### [Excerpt to read]
The arbitrage is also closing from the other side — not because Google and Amazon stopped writing compute-linked equity checks, but because the number of counterparties willing to write them proliferated. Microsoft’s commercial RPO backlog reached $625 billion by year-end 2025, with approximately 45% tied to OpenAI per analyst estimates (Microsoft has not broken this out) [16]. Oracle took its slice through Stargate. Google continues writing checks to Anthropic, linked to the TPU [3]. The arbitrage is no longer a narrow window between Nvidia’s old reluctance and its new willingness. It is a multi-counterparty equity-for-compute market that any sufficiently capital-hungry frontier lab can draw against, with silicon attached to whichever counterparty wins the allocation. The next Anthropic does not need to exist as a single, uniquely situated actor, because the arrangement that created the first one has become the default funding model. And labs that draw against this market are multi-sourced from day one — training on TPU, inferring on Trainium, committing to Nvidia for next-generation capacity. That spreads silicon share across vendors; it does not concentrate it on any single alt-silicon platform.
This is why “Anthropic is not a trend” may well be right, but not for the reason Jensen intended. The concentration is not concentrating further because labs with Anthropic’s capital profile are now routinely multi-sourced — a training cluster on TPU, an inference posture on Trainium, a compute commitment on Nvidia, every vendor paid. Whether Anthropic itself rebalances back toward Nvidia in its next generation — the company has simultaneously committed to multi-gigawatt Grace Blackwell and Vera Rubin deployments alongside its Trainium and TPU expansions [17] — will determine whether the “one customer” even stays at one in the way Jensen meant.
What is actually being deployed.

### [Provided data]
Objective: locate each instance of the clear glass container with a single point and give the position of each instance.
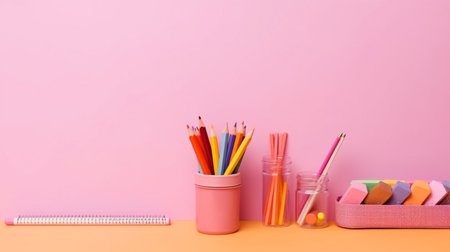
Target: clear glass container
(276, 181)
(311, 208)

### [List of tasks]
1. Answer these from the text on frontier-lab compute funding:
(a) How large was Microsoft's commercial RPO backlog by year-end 2025?
(b) Which Google chip are Google's checks to Anthropic linked to?
(c) Which deployments has Anthropic committed to alongside its Trainium and TPU expansions?
2. Extend the text on frontier-lab compute funding, starting after its final line.

### [Per-task answers]
1.
(a) $625 billion.
(b) The TPU.
(c) Multi-gigawatt Grace Blackwell and Vera Rubin deployments.

2.
With that frame in place, the deployment picture becomes legible. Each hyperscaler silicon program deserves a clean, honest reading, because press coverage has systematically blurred the distinction between inference and training, between announced and shipped products, and between generative-AI workloads and older recommendation workloads that happen to use the same silicon family.
Meta’s MTIA program is the most mature of the non-Google efforts, with four generations shipped and hundreds of thousands of units deployed for ads ranking and feed personalization. MTIA is not yet the primary training platform for Meta’s frontier generative models — that remains Nvidia and increasingly AMD MI450-class silicon under the 6-gigawatt February agreement [13]. Meta’s own engineers describe MTIA as a ranking workhorse progressing toward generative-AI inference. Meta formalized this trajectory on April 14, 2026 — one day before Jensen recorded with Dwarkesh — announcing an expanded Broadcom partnership through 2029 covering multiple MTIA generations, with a 1-gigawatt commitment Meta described as the opening installment of a multi-gigawatt buildout, and with MTIA — per Broadcom’s announcement — becoming the first AI silicon on a 2nm process [4]. All of that capacity sits inside Meta’s 2026 capex envelope alongside, not in place of, the continued Nvidia commitments and the 6-gigawatt AMD Instinct deployment. Calling Meta a chip company is accurate. Calling Meta’s chip program a substitute for its Nvidia and AMD commitments misreads the capex guide: $115 to $135 billion in 2026, with growth across both custom and merchant silicon [15].
Microsoft’s Maia 200 entered production Azure clusters through the winter, in the US Central region, supplying only a fraction of Azure’s AI capacity. The deployment-level truth of the Microsoft bet is the $37.5 billion quarterly capex figure, two-thirds of which is allocated to GPU and CPU, disclosed on the Q2 FY2026 earnings call [16]. Satya Nadella disclosed on that same call that Microsoft added nearly one gigawatt of AI capacity in the quarter. Almost all of that gigawatt is not Maia.
AWS Trainium is the alt-silicon platform with the deepest model-level co-design story. Anthropic’s engineers are explicitly contributing to the Neuron software stack and writing kernels that interface directly with Trainium silicon [6]. Project Rainier — the 500,000-chip Trainium2 cluster in New Carlisle, Indiana — was activated in October 2025 and, per AWS CEO Matt Garman at launch, is running and training Anthropic’s models today. AWS is committed to doubling it to one million Trainium2 chips by the end of 2025 [18]. This is the strongest non-Google case for model-platform convergence on non-Nvidia silicon. It is also, per Jensen’s admission, the entire external Trainium adoption story.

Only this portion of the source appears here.